Problem to work on
Please write out the final portion of the records below exactly: the line containing "Reviewer note: every instance of the mossy", every line after it, and nothing else.

(Saved entries)
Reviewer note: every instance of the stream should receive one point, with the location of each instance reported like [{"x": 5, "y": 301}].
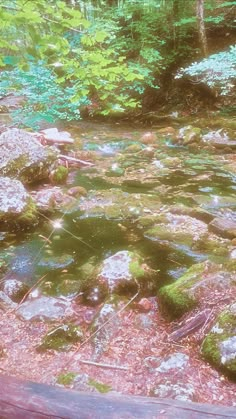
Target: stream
[{"x": 152, "y": 197}]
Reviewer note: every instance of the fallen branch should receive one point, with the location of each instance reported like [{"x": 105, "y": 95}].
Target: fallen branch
[
  {"x": 98, "y": 364},
  {"x": 28, "y": 400},
  {"x": 190, "y": 326}
]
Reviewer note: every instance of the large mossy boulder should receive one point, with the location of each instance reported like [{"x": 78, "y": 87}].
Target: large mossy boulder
[
  {"x": 219, "y": 346},
  {"x": 23, "y": 157},
  {"x": 16, "y": 206},
  {"x": 197, "y": 287},
  {"x": 123, "y": 273},
  {"x": 113, "y": 204}
]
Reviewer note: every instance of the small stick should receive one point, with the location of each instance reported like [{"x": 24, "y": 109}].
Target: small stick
[
  {"x": 28, "y": 292},
  {"x": 74, "y": 160},
  {"x": 100, "y": 328},
  {"x": 98, "y": 364}
]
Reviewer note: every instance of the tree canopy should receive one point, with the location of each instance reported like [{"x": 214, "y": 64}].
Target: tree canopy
[{"x": 101, "y": 55}]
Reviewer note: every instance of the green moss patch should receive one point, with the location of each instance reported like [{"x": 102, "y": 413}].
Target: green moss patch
[
  {"x": 219, "y": 346},
  {"x": 177, "y": 299}
]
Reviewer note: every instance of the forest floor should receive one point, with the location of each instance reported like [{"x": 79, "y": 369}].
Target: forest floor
[{"x": 128, "y": 365}]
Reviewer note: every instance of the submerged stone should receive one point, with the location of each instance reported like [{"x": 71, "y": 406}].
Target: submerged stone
[
  {"x": 23, "y": 156},
  {"x": 177, "y": 391},
  {"x": 55, "y": 263},
  {"x": 123, "y": 272},
  {"x": 16, "y": 206},
  {"x": 14, "y": 289},
  {"x": 61, "y": 338},
  {"x": 176, "y": 362},
  {"x": 223, "y": 227},
  {"x": 219, "y": 346},
  {"x": 45, "y": 309},
  {"x": 189, "y": 134},
  {"x": 195, "y": 286}
]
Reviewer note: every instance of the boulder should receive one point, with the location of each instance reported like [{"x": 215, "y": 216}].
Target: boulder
[
  {"x": 219, "y": 346},
  {"x": 189, "y": 134},
  {"x": 16, "y": 206},
  {"x": 224, "y": 227},
  {"x": 61, "y": 338},
  {"x": 123, "y": 272},
  {"x": 198, "y": 286},
  {"x": 23, "y": 157},
  {"x": 45, "y": 309}
]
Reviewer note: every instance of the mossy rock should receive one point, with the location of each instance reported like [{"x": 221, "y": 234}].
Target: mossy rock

Your solution
Reviewer note: every instance of the mossy rock should receive one point, with the location of each instance reported like [{"x": 221, "y": 234}].
Target: mossy rock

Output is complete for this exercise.